* _What this task involves_
Please recast all the entries below as a Markdown table with two columns, No. and Entry Line, giving each line its own numbered row and skipping blank lines. Leave the pictures out of your answer.
[Start of Entries provided]
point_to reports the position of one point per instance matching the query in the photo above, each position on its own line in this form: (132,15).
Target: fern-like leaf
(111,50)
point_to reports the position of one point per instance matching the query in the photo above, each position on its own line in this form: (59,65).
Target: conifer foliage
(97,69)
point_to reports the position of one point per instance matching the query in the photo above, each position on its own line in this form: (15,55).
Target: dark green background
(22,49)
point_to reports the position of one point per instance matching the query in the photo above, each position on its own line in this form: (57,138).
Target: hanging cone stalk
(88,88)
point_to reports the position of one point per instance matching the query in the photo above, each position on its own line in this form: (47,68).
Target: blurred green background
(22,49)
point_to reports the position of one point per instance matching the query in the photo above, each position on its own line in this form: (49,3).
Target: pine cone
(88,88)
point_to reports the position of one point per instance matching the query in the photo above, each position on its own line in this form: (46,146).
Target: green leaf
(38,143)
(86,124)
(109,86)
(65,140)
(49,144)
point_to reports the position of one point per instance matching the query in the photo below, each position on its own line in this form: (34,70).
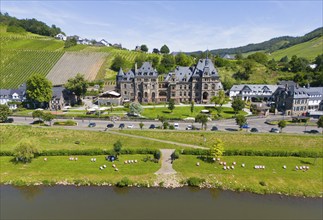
[End of Entries provided]
* _Final result_
| No. | Entry Line |
|---|---|
| 1 | point_to reports the position of one point per instance matching the query in the photo above, each position on its own line in this form: (132,15). |
| 2 | Target: fern-like leaf |
| 3 | (111,50) |
| 4 | point_to reports the position of one point per instance matching the query in the photo above, each position on its own line in this form: (59,65). |
| 5 | Target: conifer foliage |
| 6 | (97,69) |
| 7 | point_to reports the position of one point per instance matching the query in the photo above, each position on its own line in this form: (15,55). |
| 8 | Target: dark green background |
| 9 | (22,49) |
| 10 | point_to reports the position of one point per instance matching the query in the photo above, each position on its own line in this form: (57,138). |
| 11 | Target: hanging cone stalk |
| 12 | (88,88) |
| 13 | point_to reports the position of one point per instance matching the query in the photo above, each position on its own line in this form: (47,68). |
| 14 | Target: blurred green background |
| 15 | (22,49) |
| 16 | point_to reports the position of one point per instance matching the query in the photo above, each position on its own line in this form: (49,3). |
| 17 | Target: pine cone |
| 18 | (88,88) |
| 19 | point_to reports the position of one point per instance matching the query in the photo above, each position on its own line in this form: (46,146). |
| 20 | Target: green leaf |
| 21 | (38,143) |
| 22 | (86,124) |
| 23 | (109,86) |
| 24 | (65,140) |
| 25 | (49,144) |
| 26 | point_to reports the position of one point per instance matching the query in the photo below, each position on its own line in this form: (34,70). |